» What is required: Reproduce all entries word for word.

==== Information shown

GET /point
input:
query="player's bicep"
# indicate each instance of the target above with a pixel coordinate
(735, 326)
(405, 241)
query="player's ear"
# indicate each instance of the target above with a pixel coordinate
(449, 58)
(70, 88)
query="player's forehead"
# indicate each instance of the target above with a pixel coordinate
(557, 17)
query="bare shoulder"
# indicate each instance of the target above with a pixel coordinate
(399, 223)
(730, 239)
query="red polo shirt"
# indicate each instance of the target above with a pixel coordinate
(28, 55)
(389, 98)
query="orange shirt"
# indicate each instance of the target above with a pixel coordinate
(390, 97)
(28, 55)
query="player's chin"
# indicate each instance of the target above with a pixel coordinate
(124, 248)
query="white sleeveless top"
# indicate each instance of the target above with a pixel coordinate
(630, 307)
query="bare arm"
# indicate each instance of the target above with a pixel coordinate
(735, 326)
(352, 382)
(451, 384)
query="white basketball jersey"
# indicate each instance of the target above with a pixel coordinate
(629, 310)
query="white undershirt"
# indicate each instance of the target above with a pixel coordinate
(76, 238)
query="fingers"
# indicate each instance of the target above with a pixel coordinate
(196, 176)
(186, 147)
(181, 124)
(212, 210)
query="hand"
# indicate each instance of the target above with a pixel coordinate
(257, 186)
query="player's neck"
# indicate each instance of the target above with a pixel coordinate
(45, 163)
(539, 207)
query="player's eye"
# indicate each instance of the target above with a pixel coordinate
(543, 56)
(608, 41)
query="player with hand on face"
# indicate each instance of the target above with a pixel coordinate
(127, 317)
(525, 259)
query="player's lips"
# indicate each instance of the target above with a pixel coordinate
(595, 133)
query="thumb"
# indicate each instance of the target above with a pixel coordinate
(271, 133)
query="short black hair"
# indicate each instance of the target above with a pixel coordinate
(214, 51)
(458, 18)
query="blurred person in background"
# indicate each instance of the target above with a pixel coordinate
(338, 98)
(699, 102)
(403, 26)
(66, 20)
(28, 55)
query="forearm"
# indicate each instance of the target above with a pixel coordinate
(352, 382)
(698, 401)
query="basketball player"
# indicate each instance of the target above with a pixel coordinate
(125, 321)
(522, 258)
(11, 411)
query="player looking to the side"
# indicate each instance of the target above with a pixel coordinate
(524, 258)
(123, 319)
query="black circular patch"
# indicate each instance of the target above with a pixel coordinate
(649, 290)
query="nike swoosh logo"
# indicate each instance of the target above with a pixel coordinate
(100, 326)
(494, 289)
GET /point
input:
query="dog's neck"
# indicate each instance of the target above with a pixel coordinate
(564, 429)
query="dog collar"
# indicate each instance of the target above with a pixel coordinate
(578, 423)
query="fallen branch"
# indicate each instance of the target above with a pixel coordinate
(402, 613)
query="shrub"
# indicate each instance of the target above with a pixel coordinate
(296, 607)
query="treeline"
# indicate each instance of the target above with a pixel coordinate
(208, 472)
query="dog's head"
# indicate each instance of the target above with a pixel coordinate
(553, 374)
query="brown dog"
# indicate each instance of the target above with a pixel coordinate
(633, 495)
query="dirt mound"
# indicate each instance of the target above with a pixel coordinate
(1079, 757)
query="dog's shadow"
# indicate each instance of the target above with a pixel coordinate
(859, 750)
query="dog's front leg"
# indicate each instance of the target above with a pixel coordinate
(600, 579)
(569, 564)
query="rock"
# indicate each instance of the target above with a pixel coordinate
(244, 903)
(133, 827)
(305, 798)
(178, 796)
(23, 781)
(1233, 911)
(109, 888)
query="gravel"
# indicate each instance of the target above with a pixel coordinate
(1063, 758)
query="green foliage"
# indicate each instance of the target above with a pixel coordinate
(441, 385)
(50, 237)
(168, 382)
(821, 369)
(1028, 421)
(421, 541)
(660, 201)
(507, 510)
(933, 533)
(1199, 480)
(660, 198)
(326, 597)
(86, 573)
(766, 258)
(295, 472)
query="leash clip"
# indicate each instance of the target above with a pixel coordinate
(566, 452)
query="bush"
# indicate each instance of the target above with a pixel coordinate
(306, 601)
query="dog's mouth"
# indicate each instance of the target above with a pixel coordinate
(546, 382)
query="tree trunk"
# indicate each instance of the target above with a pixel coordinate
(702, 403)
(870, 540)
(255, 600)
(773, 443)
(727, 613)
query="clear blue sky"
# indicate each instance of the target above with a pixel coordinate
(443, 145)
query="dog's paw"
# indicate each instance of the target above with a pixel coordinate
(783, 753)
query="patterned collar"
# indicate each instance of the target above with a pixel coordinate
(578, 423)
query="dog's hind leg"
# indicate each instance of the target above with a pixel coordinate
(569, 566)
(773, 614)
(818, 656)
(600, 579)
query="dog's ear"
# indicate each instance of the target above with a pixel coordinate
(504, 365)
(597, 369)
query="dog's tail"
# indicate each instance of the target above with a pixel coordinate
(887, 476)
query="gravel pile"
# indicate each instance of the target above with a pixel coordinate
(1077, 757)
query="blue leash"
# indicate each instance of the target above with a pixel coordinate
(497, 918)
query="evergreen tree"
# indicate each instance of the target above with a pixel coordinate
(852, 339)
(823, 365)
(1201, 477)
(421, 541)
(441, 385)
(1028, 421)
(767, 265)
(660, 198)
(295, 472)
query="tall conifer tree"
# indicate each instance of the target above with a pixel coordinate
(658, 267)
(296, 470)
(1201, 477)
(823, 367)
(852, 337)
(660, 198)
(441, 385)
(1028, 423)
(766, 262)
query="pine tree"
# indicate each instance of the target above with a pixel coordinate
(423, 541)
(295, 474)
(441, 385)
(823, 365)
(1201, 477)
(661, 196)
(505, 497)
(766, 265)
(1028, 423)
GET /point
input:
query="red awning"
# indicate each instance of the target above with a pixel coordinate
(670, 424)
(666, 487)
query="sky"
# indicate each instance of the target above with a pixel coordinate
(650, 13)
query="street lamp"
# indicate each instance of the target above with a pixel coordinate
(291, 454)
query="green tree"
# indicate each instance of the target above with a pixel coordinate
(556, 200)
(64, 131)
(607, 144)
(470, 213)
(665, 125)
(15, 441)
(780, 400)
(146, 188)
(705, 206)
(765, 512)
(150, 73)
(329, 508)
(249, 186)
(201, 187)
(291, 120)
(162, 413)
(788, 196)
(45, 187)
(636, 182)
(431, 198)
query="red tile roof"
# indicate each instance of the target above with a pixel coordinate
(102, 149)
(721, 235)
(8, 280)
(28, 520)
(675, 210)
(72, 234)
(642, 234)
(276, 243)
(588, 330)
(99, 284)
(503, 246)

========

» Reply:
GET /point
input:
query="player's bicep"
# indicate each instance of the target above with a pixel coordinate
(735, 326)
(405, 241)
query="player's ear"
# indicate each instance of the target above with a pixel coordinate
(449, 58)
(70, 88)
query="player's forehead"
# indicate each instance of the target above with a pixel coordinate
(557, 17)
query="bare shoulder"
# indicate each instance of the target above with a pixel coordinate
(399, 223)
(730, 239)
query="red polo shirt"
# indicate each instance of the target above with a pixel coordinate
(28, 55)
(389, 98)
query="orange shirt"
# indicate each instance of the target above with a pixel coordinate
(390, 97)
(28, 55)
query="player's chin"
# indicate each instance of the target above with a pixel coordinate
(124, 248)
query="white sleeveless top"
# indicate each instance of the target above with a pixel coordinate
(630, 307)
query="bare arm"
# indicate each instance of the target above with a pixel coordinate
(735, 326)
(352, 382)
(451, 384)
query="white basketball jersey"
# indicate each instance of the target above with a pixel coordinate
(629, 310)
query="white undershirt"
# indicate each instance of the target above with a pixel coordinate
(76, 238)
query="fingers"
# indicate each instance of the target above with a pixel coordinate
(196, 176)
(186, 147)
(181, 124)
(212, 210)
query="hand"
# indicate each instance of the target above with a pixel coordinate
(257, 186)
query="player's neck"
# indicate each instance of the target above with a pixel coordinate
(45, 163)
(539, 207)
query="player's eye"
# indicate each instance of the target above with a pixel coordinate
(543, 56)
(608, 41)
query="player with hand on face"
# indicate each instance of the target above with a pixel coordinate
(127, 317)
(525, 259)
query="player's lips"
# indicate each instance of the target above with a pixel coordinate
(595, 133)
query="thumb"
# indicate each instance of the target above with a pixel coordinate
(271, 133)
query="short black hair"
# indicate each instance of the target above with a pixel coordinate
(214, 51)
(458, 18)
query="blurred person in background"
# indicate each instance of the target above with a pixel coordinate
(338, 98)
(699, 102)
(403, 26)
(66, 20)
(28, 55)
query="forearm"
# indicate each instance of the target above with a pixel coordinate
(352, 382)
(698, 401)
query="basketball player"
# indicate each instance of the target above with a pixel coordinate
(125, 321)
(522, 258)
(11, 411)
query="player looking to the side"
# indicate each instance of the target above with a pixel coordinate
(524, 258)
(123, 319)
query="black circular patch"
# indicate each instance of the target above with a pixel coordinate
(649, 290)
query="nike swoosh logo"
# indicate each instance of the target above with a pixel coordinate
(100, 326)
(494, 289)
GET /point
input:
query="dog's neck"
# indicate each instance of the target above with a pixel coordinate
(564, 429)
query="dog collar"
# indicate each instance of the target above with a pixel coordinate
(578, 423)
query="fallen branch"
# indicate each instance of the target above with a pixel coordinate
(402, 613)
query="shrub"
# indicate each instance of the target above with a pixel coordinate
(296, 607)
query="treeline"
# indicate each instance of the target above with a pixel coordinate
(208, 472)
query="dog's head"
# indicate each instance of the target above with a pixel coordinate
(553, 374)
query="brown dog"
# indicate each instance of the target above with a pixel coordinate
(633, 495)
query="dirt mound"
# indicate each instance of the target above with a pixel coordinate
(1079, 757)
query="dog's shadow"
# indicate each instance of the target above with a pixel coordinate
(859, 750)
query="dog's front leg"
# indicate each instance of the target above with a pixel coordinate
(600, 579)
(569, 564)
query="rock"
# indicate each instance of the target above with a pixel coordinate
(244, 903)
(133, 827)
(305, 798)
(178, 796)
(23, 781)
(1233, 911)
(109, 888)
query="gravel"
# indicate each instance of the target above with a pixel coordinate
(1063, 758)
query="green foliage"
# indicate each instance of the target above with a pixel coordinate
(441, 385)
(50, 237)
(168, 382)
(821, 369)
(1028, 421)
(421, 541)
(660, 201)
(507, 510)
(933, 533)
(1199, 480)
(660, 198)
(326, 597)
(86, 573)
(766, 258)
(295, 472)
query="leash clip"
# indicate each instance of the target above with a pixel coordinate
(566, 452)
query="bush"
# indicate each instance of the target above with a pixel coordinate
(306, 601)
query="dog's mouth"
# indicate each instance of the target above with a pixel coordinate
(546, 382)
query="tree trunk"
# indicate each instance of the target above with a pixel coordinate
(702, 403)
(870, 540)
(255, 600)
(773, 443)
(727, 613)
query="clear blue sky"
# indicate each instance of the target above with a pixel coordinate
(443, 145)
query="dog's paw"
# indicate each instance of the target above with a pixel coordinate
(783, 753)
query="patterned collar"
# indicate each instance of the target above with a pixel coordinate
(578, 423)
query="dog's hind leg"
# indicate each instance of the target above with a pixel coordinate
(569, 566)
(773, 614)
(818, 656)
(600, 579)
query="dog's ear"
# indicate each instance of the target above with a pixel coordinate
(504, 365)
(597, 369)
query="dog's tail"
# indicate each instance of the target above with a pixel coordinate
(887, 476)
query="gravel pile"
# indicate each instance of the target above with a pixel coordinate
(1077, 757)
query="blue leash"
# indicate each instance of the target above with a pixel coordinate
(497, 918)
query="evergreen tree"
# indicate each instance of the target above with a pixel coordinate
(852, 339)
(823, 365)
(1201, 477)
(421, 541)
(441, 385)
(1028, 421)
(767, 265)
(660, 198)
(295, 472)
query="tall conifer tree"
# indicate each instance of the target above with a pixel coordinate
(658, 267)
(296, 470)
(1201, 477)
(823, 367)
(852, 337)
(660, 198)
(441, 385)
(1028, 423)
(766, 262)
query="pine tree"
# indicate each instance of the target above with a pixel coordinate
(423, 541)
(295, 474)
(441, 385)
(823, 365)
(1201, 477)
(661, 196)
(505, 497)
(766, 265)
(1028, 423)
GET /point
input:
query="red awning"
# indicate each instance of the target above with a pixel coordinate
(670, 424)
(666, 487)
query="sky"
# indicate each instance of the target above with a pixel coordinate
(650, 13)
query="street lamp"
# indicate each instance of the target above with a pixel coordinate
(291, 454)
query="green tree"
# indicate each instance of the target above with a pixel coordinate
(556, 200)
(64, 131)
(607, 144)
(470, 213)
(665, 125)
(15, 441)
(780, 400)
(146, 188)
(705, 206)
(765, 512)
(150, 73)
(329, 508)
(249, 186)
(201, 187)
(291, 120)
(162, 413)
(788, 196)
(45, 187)
(636, 182)
(431, 198)
query="red tile roof"
# indicate each instance of the target above with a pixel coordinate
(102, 149)
(721, 235)
(8, 280)
(28, 520)
(675, 210)
(72, 234)
(642, 234)
(276, 243)
(588, 330)
(99, 284)
(503, 246)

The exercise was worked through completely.